Problem statement >> Arrange everything in the listing from the line containing "QA review pass — verify and re-annotate all instances of blue" down to and including the line containing "678, 519, 692]]" as a Markdown table with the columns Row and Line Text, leaving out any blank lines.

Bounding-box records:

[start]

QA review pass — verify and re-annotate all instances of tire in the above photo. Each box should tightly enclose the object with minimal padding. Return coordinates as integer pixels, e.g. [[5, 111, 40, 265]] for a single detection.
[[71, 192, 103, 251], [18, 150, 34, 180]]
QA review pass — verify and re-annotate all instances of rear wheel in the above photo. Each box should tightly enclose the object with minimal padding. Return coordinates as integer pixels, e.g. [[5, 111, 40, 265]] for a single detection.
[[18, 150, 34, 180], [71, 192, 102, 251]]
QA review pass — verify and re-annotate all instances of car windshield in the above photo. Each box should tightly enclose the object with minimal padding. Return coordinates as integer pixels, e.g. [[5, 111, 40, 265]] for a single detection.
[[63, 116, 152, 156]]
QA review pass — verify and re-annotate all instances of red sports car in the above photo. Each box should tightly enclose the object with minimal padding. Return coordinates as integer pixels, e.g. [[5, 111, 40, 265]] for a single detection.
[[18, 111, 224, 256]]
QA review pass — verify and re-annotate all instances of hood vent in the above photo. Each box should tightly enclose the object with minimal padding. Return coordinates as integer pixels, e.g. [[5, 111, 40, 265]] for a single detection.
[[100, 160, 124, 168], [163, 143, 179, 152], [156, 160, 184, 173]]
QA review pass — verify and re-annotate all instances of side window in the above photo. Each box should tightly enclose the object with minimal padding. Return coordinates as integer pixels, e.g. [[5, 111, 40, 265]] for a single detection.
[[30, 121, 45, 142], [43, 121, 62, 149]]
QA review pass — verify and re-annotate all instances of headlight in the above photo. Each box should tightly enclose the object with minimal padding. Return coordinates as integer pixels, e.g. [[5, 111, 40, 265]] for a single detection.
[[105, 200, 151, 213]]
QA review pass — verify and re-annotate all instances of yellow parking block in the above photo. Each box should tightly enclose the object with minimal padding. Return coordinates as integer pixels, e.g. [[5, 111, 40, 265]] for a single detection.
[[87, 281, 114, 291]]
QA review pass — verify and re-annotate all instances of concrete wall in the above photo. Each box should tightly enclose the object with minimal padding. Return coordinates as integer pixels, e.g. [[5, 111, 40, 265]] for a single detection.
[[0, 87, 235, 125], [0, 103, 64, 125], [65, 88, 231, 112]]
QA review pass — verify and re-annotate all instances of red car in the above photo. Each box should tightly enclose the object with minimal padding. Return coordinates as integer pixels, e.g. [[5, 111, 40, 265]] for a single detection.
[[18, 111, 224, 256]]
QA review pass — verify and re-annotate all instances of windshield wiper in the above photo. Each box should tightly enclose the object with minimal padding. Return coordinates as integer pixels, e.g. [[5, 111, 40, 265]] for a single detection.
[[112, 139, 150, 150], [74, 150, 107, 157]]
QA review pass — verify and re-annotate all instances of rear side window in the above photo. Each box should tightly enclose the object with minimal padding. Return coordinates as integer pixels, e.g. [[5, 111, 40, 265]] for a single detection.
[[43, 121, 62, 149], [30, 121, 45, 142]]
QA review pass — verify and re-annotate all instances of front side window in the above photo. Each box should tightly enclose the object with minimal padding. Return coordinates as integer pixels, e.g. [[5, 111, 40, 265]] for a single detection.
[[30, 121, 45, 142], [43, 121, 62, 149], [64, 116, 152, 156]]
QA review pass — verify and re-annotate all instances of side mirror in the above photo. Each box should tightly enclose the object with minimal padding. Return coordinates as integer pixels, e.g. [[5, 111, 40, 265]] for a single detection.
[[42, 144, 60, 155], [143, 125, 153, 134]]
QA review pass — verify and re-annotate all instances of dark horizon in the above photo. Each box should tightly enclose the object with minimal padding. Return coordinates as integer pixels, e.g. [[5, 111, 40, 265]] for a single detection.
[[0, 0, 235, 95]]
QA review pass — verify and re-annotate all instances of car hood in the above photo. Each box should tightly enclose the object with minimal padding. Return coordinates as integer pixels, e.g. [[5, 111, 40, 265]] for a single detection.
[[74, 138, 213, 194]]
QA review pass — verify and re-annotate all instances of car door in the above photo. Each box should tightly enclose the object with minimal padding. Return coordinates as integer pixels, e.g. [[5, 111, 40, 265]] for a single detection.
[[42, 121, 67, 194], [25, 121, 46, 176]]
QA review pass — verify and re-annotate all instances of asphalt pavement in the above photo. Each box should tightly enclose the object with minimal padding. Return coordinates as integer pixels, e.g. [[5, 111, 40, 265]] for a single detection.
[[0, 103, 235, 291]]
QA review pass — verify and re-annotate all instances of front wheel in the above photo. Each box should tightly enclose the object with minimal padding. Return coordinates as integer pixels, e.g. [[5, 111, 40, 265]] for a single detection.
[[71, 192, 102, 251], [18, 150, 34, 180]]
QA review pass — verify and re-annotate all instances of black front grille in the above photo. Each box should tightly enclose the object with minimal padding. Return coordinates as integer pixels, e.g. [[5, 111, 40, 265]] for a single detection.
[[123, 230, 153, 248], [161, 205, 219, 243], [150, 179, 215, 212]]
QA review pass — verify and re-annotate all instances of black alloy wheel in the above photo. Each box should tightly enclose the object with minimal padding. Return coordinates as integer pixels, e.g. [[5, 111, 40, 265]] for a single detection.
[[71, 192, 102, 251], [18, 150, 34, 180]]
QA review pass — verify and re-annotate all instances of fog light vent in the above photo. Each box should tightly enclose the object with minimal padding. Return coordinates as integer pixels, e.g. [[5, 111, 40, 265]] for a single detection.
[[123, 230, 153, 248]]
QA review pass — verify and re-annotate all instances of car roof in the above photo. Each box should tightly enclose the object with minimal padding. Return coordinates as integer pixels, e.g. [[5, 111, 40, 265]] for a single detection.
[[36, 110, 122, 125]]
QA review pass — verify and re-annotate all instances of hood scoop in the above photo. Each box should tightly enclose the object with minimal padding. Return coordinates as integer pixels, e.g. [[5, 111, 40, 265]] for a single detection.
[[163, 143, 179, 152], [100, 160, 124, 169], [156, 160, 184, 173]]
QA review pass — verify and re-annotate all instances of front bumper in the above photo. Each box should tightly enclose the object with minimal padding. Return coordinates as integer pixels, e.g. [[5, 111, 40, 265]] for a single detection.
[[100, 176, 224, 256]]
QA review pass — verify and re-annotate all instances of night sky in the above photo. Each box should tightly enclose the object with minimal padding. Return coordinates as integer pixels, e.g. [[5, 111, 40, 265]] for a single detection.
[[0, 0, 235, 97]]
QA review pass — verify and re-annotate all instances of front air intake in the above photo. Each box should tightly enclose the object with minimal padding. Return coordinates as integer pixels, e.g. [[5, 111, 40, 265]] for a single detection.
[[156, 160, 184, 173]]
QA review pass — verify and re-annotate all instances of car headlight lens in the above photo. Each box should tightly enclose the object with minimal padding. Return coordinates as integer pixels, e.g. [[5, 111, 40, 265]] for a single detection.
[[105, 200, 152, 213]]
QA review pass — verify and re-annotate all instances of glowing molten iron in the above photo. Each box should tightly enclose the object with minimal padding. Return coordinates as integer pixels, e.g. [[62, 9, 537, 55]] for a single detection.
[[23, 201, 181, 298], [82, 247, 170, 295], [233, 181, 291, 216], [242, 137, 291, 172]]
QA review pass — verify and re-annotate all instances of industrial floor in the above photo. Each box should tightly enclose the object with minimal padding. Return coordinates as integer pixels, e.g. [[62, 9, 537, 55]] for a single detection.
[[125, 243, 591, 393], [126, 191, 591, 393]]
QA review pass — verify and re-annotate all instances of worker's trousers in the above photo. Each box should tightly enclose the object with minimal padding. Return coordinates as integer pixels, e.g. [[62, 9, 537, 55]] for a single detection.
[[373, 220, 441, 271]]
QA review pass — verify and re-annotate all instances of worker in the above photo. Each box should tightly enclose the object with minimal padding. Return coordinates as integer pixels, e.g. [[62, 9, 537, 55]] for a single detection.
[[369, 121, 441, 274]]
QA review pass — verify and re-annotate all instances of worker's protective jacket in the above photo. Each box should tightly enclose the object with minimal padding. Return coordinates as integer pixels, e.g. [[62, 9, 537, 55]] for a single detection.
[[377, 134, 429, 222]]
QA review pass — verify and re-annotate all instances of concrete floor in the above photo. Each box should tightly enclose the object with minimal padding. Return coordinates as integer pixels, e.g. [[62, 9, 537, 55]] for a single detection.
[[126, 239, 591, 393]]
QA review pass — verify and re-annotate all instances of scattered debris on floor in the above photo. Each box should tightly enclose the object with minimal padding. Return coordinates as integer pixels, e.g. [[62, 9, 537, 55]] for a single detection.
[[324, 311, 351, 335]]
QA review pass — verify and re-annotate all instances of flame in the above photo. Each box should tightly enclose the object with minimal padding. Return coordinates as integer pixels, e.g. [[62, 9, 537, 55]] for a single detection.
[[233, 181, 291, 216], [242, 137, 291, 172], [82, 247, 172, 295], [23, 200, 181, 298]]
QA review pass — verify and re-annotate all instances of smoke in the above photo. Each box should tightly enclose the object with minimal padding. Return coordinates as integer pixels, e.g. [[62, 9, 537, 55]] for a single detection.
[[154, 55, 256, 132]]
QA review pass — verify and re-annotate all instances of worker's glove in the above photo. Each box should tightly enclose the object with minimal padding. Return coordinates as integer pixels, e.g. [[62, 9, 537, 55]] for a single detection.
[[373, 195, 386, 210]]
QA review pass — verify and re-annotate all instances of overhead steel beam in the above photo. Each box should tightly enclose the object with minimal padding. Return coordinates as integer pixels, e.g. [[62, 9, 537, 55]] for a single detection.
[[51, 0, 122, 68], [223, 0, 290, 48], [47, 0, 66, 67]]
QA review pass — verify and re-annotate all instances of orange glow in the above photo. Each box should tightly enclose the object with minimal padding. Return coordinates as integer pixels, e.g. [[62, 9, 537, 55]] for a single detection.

[end]
[start]

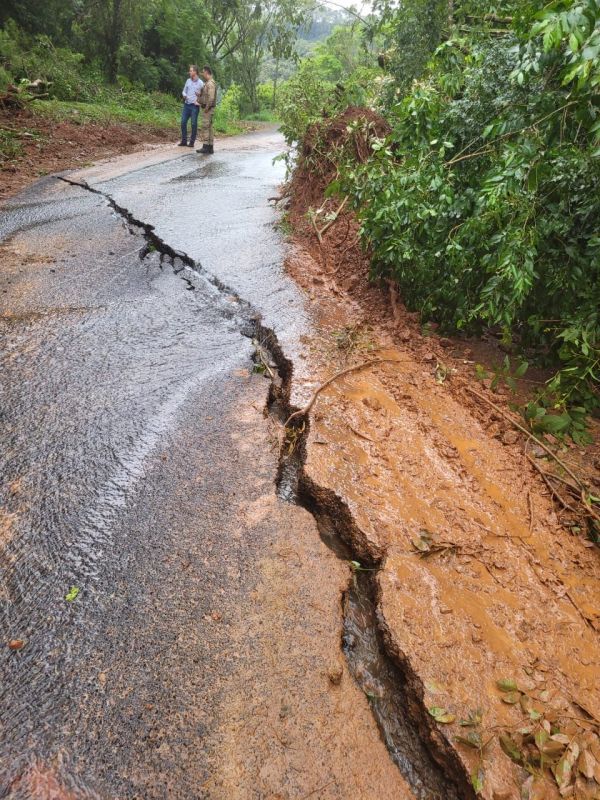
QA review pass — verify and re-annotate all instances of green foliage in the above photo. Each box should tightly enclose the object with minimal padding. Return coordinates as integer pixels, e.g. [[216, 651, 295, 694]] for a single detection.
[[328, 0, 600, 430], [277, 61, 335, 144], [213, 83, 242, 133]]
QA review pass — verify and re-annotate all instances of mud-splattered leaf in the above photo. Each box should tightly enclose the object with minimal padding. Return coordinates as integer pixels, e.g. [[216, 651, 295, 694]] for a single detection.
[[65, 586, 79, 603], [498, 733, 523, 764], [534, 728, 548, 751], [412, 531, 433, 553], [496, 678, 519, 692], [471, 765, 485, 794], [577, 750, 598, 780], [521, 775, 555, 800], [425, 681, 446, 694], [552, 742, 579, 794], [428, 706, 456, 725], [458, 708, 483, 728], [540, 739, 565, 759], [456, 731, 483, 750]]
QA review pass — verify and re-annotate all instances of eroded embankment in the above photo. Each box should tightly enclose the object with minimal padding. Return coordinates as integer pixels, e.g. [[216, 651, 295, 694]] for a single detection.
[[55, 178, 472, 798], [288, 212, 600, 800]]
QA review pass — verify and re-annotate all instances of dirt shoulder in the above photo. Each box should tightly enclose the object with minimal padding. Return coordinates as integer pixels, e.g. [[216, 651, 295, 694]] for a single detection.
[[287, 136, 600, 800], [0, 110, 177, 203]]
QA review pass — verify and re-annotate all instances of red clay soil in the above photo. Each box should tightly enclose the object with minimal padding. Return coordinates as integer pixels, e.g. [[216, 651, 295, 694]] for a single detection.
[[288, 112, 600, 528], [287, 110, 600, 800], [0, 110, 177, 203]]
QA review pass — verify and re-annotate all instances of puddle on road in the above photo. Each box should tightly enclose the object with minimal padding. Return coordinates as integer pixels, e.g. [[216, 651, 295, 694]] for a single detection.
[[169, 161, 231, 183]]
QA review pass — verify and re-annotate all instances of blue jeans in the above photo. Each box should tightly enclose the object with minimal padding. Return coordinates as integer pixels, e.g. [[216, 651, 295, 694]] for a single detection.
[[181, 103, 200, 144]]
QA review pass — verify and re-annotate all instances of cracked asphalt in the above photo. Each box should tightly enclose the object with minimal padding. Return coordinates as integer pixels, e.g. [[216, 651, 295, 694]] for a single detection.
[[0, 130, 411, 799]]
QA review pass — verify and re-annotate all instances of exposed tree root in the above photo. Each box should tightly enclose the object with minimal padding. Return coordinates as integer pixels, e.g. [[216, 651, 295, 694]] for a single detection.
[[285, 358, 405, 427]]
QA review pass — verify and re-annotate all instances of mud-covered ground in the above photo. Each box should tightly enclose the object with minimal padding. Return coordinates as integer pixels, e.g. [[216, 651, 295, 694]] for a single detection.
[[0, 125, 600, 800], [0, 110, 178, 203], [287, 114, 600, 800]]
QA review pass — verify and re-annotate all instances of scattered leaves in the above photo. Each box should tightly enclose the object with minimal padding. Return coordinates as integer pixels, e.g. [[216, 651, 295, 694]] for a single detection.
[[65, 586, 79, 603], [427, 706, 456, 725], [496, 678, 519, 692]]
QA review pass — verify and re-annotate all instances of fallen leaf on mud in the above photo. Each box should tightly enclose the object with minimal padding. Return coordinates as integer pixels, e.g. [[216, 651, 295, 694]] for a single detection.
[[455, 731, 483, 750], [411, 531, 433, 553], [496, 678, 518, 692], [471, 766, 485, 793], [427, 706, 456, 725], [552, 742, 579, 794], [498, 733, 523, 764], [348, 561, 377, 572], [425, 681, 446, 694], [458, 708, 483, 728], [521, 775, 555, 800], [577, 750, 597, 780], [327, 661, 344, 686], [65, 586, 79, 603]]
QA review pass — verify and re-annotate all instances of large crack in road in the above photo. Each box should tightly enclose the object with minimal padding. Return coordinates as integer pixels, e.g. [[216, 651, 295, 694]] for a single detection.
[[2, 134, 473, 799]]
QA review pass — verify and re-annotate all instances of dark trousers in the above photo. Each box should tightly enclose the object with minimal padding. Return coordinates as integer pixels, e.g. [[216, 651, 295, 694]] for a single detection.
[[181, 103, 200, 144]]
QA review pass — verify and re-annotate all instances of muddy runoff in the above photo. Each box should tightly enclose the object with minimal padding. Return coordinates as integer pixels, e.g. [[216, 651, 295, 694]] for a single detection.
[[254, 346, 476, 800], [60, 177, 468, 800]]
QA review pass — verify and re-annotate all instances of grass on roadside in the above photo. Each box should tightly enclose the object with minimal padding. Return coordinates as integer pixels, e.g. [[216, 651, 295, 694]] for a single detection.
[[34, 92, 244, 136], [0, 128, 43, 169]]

[end]

The output >>
| Row | Line Text |
|---|---|
| 1 | QA review pass — verify and re-annotate all instances of blue jeans in the above photo. Each box should tightly enclose the object with minimal padding. Return coordinates as integer pixels, e.g. [[216, 651, 295, 694]] for a single detection. |
| 2 | [[181, 103, 200, 144]] |
| 3 | QA review pass — verify and re-annotate all instances of cracked asphalt in the above photo. Each box should tightly enclose the object with minimal padding. Return coordinates as integer pixels, e.g. [[216, 651, 295, 694]] for a single detection. |
| 4 | [[0, 130, 411, 799]] |
| 5 | QA review pass — verify and re-annotate all instances of exposed tree root in the above photo. Each box should tightly enclose the object with minimal padding. Return coordinates as integer pixels, e.g. [[216, 651, 295, 694]] for a single detection. |
| 6 | [[285, 358, 405, 427]] |
| 7 | QA review pass — verify and re-annotate all instances of mud-covered ground in the above photo. Each box should tightly enclose the object with minimal padding. Return coordinates as integer pixels, e.g. [[216, 651, 295, 694]] for a single detection. |
| 8 | [[0, 125, 600, 800], [0, 110, 178, 203], [287, 114, 600, 800]] |
| 9 | QA review pass — verify and re-annotate all instances of scattered leaves in the above photo. Each box should tightly enclose the object with minimal padding. Return coordinates as integer pixels, e.g. [[216, 651, 295, 694]] for a single detection. |
| 10 | [[65, 586, 79, 603], [427, 706, 456, 725], [496, 678, 519, 692]] |